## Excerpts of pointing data
** Begin **
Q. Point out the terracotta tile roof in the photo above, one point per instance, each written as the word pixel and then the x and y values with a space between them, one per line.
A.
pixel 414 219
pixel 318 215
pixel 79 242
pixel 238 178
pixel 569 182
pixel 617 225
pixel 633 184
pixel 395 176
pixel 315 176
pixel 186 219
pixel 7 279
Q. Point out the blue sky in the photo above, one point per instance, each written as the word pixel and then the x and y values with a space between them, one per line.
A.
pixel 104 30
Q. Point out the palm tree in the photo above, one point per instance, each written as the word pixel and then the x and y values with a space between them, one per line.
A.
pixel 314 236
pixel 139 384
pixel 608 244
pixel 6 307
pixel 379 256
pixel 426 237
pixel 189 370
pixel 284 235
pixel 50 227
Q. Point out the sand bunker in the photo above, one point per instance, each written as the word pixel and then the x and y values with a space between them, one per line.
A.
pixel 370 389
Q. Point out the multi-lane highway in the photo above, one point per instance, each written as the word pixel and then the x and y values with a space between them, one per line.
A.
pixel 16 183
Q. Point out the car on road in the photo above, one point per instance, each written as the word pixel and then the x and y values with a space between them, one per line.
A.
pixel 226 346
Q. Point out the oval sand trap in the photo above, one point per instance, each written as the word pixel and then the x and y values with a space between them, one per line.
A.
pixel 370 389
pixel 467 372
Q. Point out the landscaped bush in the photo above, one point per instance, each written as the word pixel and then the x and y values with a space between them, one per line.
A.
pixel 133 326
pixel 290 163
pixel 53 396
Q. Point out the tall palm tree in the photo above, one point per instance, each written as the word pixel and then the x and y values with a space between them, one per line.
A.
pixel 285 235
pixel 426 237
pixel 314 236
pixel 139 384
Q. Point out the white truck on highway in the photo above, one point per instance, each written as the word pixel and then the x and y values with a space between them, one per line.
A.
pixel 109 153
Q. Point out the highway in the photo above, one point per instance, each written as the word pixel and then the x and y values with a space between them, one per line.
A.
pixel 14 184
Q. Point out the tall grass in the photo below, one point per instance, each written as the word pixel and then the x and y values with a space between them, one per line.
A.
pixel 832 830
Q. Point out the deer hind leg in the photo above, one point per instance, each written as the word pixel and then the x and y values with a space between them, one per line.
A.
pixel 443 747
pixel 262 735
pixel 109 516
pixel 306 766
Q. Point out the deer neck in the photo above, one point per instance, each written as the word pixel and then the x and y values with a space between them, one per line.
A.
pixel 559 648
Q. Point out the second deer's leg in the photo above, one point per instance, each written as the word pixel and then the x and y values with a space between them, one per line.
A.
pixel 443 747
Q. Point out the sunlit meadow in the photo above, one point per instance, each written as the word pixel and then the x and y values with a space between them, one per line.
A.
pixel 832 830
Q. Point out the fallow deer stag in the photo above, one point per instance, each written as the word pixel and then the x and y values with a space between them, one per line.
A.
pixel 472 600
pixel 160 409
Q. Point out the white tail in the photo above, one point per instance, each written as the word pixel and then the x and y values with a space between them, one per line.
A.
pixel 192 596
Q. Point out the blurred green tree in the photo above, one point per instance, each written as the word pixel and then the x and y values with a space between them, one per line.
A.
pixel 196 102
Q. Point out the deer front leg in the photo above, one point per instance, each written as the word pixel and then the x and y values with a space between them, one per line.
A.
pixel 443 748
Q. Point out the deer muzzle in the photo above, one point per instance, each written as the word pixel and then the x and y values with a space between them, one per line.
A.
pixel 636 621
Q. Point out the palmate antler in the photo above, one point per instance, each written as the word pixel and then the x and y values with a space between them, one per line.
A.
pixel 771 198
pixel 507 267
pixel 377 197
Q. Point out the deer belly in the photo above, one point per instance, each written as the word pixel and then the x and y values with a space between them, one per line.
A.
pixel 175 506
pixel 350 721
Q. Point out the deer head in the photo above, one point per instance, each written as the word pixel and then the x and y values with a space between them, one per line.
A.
** End **
## Problem to solve
Output exactly the lines above, from the one holding "Q. Point out the second" through the end of the data, including the first and last.

## Reply
Q. Point out the second deer's leg in the photo above, one point per instance, each written as the word pixel and then the x and y values with a space between them, one per line.
A.
pixel 443 747
Q. Point out the sunlit meadow in the photo above, one point per instance, each written as the word pixel and then the x and y values with a space between them, one per line.
A.
pixel 832 830
Q. Point out the fallow deer stag in the photo above, one point per instance, each written as the word pixel and then the x and y values with a space between them, one per line.
A.
pixel 472 600
pixel 160 409
Q. Point out the white tail in the photo above, one point per instance, each written as the word pixel and then the x and y values with a space between them, one per line.
A.
pixel 192 596
Q. Point out the blurred green tree in the photo above, one point per instance, each written as the word pixel and then the x and y values with a space between them, one per line.
A.
pixel 196 102
Q. Point out the deer front leg in the photo above, one point per instance, each written as the word pixel and then the x and y values with a space between them, one per line.
A.
pixel 443 748
Q. Point out the deer muzzle in the photo above, one point per instance, each written as the word pixel and then the x and y values with a space between them, one per line.
A.
pixel 636 621
Q. Point out the palmate antler in the photo above, one point per instance, each written as the word pixel and then the x and y values with a space between them, one per line.
A.
pixel 771 198
pixel 507 267
pixel 377 197
Q. Point out the deer belly in the photo above, one point per instance, each written as the word pixel and then the x and y values with a space between them, one per line.
A.
pixel 175 506
pixel 350 721
Q. Point out the deer head in the photo above, one point per instance, each written as the word pixel and then the x and y values with a space between them, one per line.
A.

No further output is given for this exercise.